== Text to read ==
Stata: Data Analysis and Statistical Software

Notice: On April 23, 2014, Statalist moved from an email list to a forum, based at statalist.org.

[Date Prev][Date Next][Thread Prev][Thread Next][Date Index][Thread Index]

Re: st: new variables creation with unbalanced panel

From	Eric Booth <[email protected]>
To	"<[email protected]>" <[email protected]>
Subject	Re: st: new variables creation with unbalanced panel
Date	Wed, 13 Oct 2010 17:34:28 +0000

<>

Nick/Ulrich:

Yes, thanks for the helpful pointers.    

@Nick:   When generating random/fake data I always just open -help random- file and copy and paste the formula from the line:
	" To generate random integers over [a,b], use a+int((b-a+1)*runiform())."
and fill in my a and b.  The laziness on my part of not solving the arithmetic probably only adds to the confusion of others.

@Uli:  Yes, I learned something here.  The use of your "tag" variable in the bysort prefix and the "w" to avoid the complicated looping is very useful.  Thanks.  Hopefully this will be easier to implement for Laura.

== Objective ==
Answer these questions from the Statalist message:
(a) On what date did Statalist move from an email list to a forum?
(b) Which help file does the writer open when generating random or fake data?
(c) For whom does the writer hope Uli's approach will be easier to implement?
The records have no connection to the Statalist message.

== Data section ==
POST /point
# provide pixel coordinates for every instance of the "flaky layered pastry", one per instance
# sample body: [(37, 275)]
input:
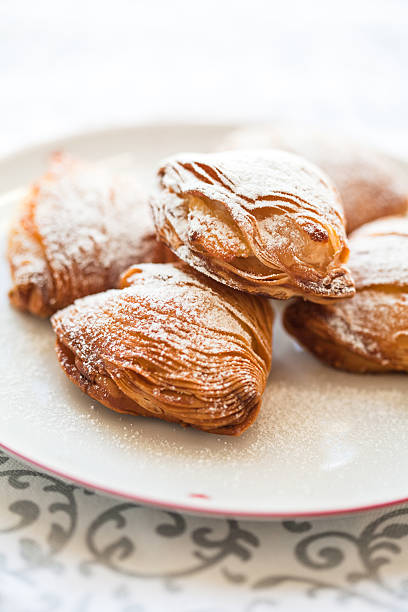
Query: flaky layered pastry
[(368, 333), (79, 227), (371, 184), (170, 344), (265, 222)]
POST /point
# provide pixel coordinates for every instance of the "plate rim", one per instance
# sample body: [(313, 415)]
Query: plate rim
[(193, 508)]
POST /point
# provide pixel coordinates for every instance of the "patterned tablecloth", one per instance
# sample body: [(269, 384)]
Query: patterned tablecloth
[(67, 66), (65, 548)]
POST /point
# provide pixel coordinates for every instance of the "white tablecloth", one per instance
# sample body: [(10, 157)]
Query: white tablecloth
[(67, 66)]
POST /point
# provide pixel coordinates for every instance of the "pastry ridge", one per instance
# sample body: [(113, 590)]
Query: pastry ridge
[(265, 222), (78, 228), (371, 184), (368, 333), (170, 344)]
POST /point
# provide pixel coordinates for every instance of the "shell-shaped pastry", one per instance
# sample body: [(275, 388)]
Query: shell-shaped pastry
[(368, 333), (371, 184), (78, 229), (265, 222), (170, 344)]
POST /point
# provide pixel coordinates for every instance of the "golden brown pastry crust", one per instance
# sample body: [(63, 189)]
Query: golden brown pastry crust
[(371, 185), (368, 333), (171, 344), (78, 229), (265, 222)]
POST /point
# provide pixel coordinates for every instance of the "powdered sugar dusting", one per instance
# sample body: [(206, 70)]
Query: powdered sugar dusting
[(371, 185)]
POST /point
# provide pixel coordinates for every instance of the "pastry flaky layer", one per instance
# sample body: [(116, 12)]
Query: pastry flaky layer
[(265, 222), (78, 229), (368, 333), (170, 344), (371, 184)]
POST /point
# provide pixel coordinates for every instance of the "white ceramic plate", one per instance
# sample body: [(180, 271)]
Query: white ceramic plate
[(325, 441)]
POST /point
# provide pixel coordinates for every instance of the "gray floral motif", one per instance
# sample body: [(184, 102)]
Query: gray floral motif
[(374, 545), (62, 507), (209, 550)]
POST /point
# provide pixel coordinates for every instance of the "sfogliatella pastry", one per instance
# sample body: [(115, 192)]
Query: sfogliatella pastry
[(265, 222), (79, 228), (368, 333), (371, 184), (170, 344)]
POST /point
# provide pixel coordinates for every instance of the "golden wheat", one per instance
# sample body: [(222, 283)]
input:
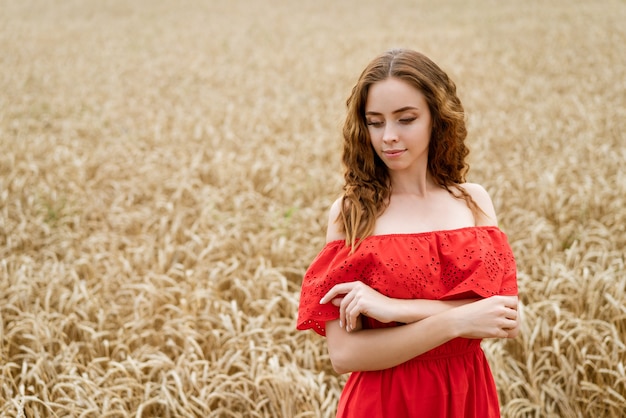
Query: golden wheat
[(166, 168)]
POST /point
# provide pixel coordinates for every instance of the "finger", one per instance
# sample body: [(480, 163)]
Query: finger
[(345, 302), (336, 290)]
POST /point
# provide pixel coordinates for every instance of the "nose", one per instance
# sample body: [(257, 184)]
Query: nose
[(390, 134)]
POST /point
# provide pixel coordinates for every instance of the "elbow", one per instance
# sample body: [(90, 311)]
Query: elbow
[(339, 364)]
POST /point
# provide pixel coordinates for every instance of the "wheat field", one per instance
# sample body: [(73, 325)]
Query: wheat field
[(166, 168)]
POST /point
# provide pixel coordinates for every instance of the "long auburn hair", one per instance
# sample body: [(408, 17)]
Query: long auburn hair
[(367, 187)]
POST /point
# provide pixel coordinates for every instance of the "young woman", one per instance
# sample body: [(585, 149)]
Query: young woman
[(415, 271)]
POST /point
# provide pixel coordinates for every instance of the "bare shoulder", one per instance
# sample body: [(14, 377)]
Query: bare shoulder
[(483, 200), (334, 231)]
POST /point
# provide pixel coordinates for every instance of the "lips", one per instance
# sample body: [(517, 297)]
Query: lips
[(393, 152)]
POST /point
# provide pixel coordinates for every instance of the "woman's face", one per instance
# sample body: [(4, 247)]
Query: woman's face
[(399, 123)]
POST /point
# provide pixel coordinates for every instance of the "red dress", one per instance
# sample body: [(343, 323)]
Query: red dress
[(453, 380)]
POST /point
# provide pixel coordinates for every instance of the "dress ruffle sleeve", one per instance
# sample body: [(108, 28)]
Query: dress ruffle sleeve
[(457, 264), (484, 261), (331, 266)]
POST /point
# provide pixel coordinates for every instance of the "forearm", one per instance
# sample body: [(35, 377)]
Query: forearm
[(413, 310), (381, 348), (377, 349)]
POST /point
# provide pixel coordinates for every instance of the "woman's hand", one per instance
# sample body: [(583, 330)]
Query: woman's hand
[(357, 298), (493, 317)]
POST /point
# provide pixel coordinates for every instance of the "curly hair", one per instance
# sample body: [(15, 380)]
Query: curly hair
[(367, 187)]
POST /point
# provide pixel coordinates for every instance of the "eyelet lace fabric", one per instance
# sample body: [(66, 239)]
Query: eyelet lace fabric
[(454, 264), (453, 380)]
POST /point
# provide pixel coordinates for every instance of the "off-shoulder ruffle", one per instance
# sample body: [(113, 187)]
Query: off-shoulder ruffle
[(453, 264)]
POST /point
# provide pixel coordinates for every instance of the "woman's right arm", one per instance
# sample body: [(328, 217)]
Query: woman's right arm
[(382, 348)]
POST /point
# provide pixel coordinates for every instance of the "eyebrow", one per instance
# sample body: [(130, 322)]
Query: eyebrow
[(402, 109)]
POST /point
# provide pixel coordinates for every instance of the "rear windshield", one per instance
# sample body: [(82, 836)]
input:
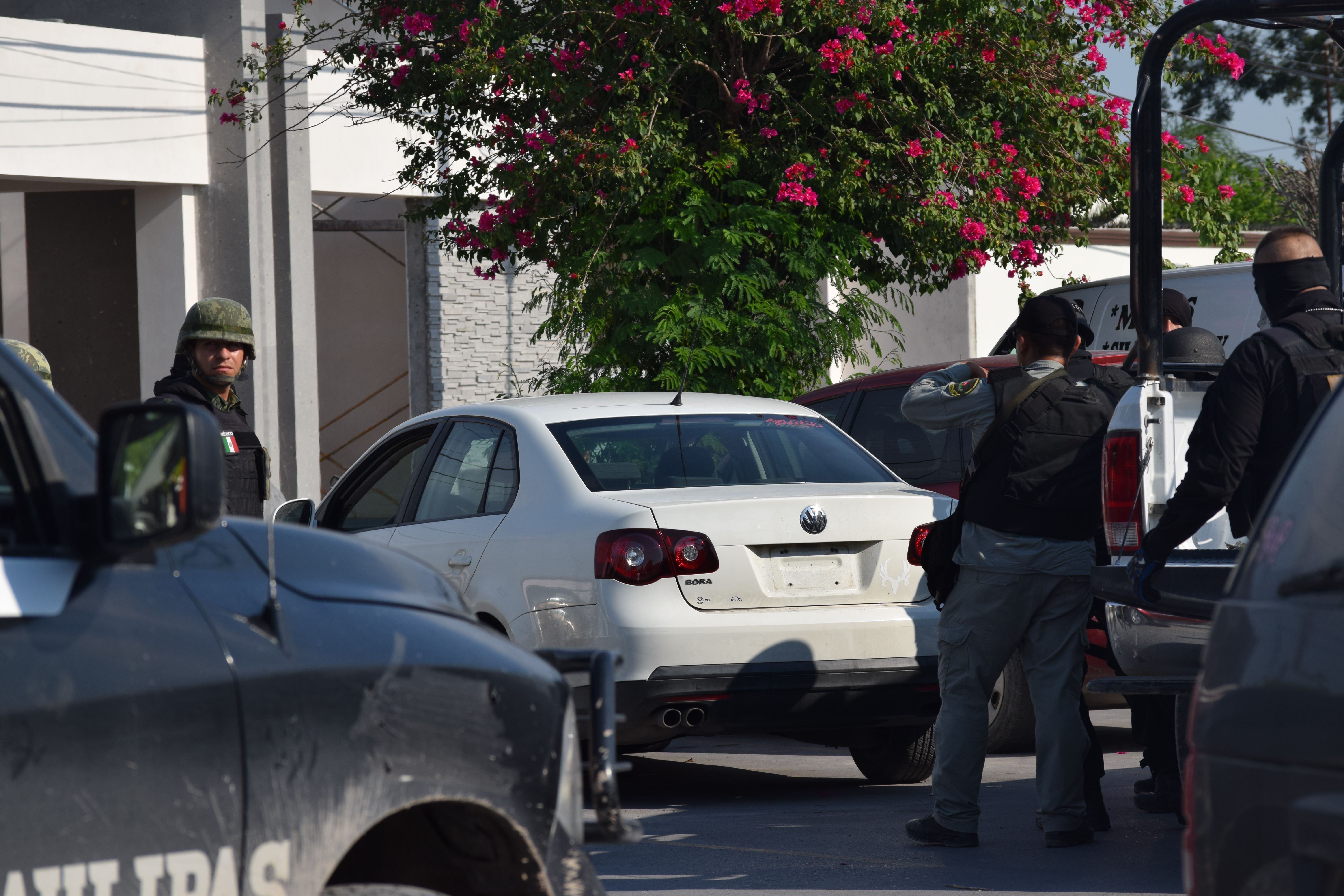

== Expected answer ==
(a) April 23, 2014
(b) -help random-
(c) Laura